▶

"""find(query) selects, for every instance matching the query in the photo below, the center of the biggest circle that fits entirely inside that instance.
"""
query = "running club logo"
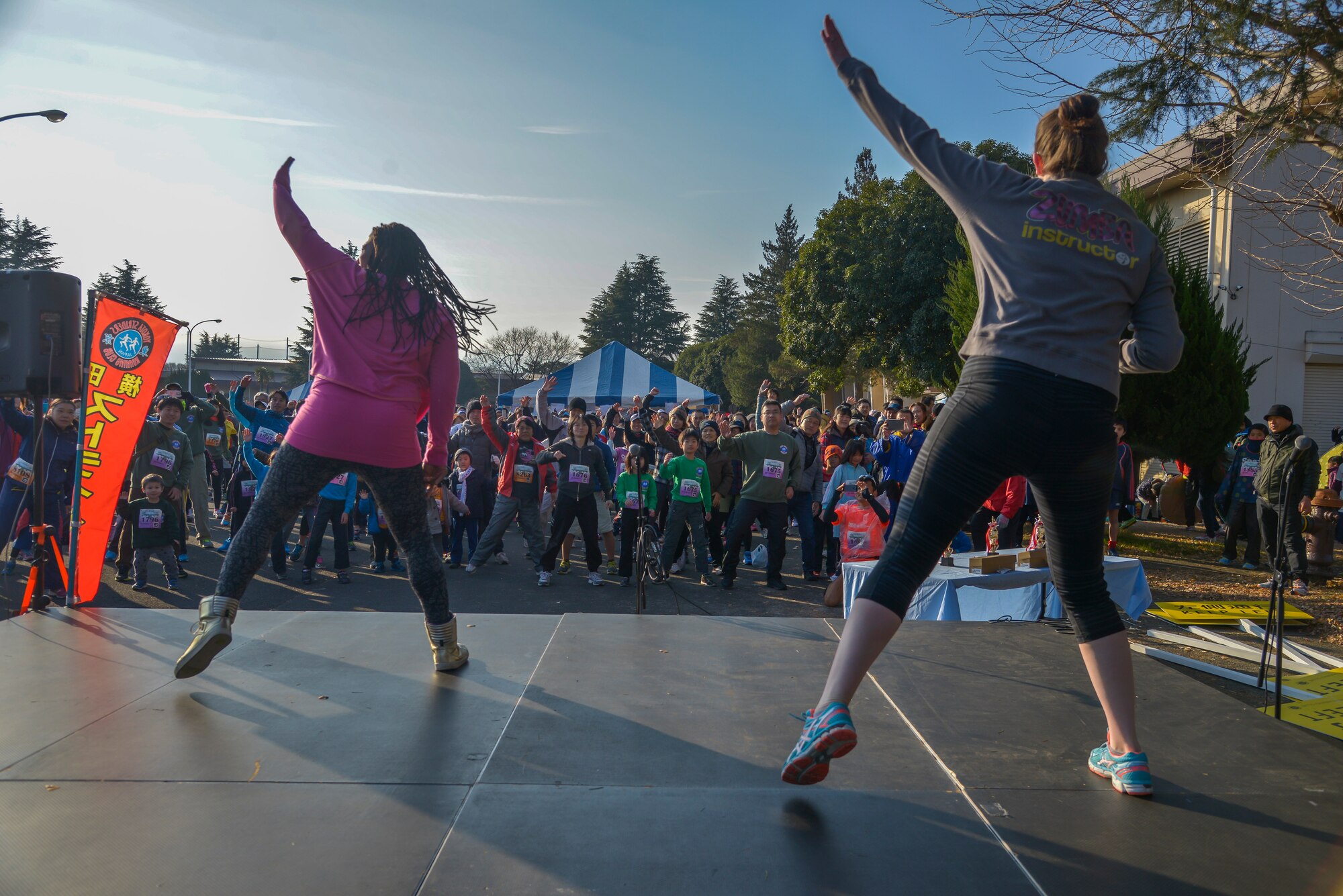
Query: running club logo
(127, 344)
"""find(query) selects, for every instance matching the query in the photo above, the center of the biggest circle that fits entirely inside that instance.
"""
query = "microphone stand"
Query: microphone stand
(1278, 596)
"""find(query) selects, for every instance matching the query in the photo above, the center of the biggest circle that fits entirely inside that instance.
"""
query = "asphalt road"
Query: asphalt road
(492, 589)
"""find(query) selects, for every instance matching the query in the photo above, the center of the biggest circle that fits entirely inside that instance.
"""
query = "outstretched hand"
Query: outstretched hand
(835, 43)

◀

> Task objective
Without including any picture, write out the material above verbatim.

> Expected answer
"""find(query) selects, for every instance matching the query in the photo below, the center of the biggest circle that fits entirely inside that instance.
"""
query = "running club logo"
Query: running club logo
(127, 344)
"""find(query) selects, for every instance matching the query in the photo above, the center of the biggest circle that fits entirely inside that instance.
"""
query = "microphone stand"
Query: microphone stand
(1278, 596)
"""find(query) selects, for every instance matching the query in the photo above, the center of the biggest circle that fits entirely inside that instance.
"""
query = "asphalt road"
Query: asphalt road
(492, 589)
"""find(query) selects, for every instance matching the query in the photo above, the center of the biggest circle that fits entirely inside that instance.
"""
query = "outstretched hand"
Query: outstretched hand
(835, 43)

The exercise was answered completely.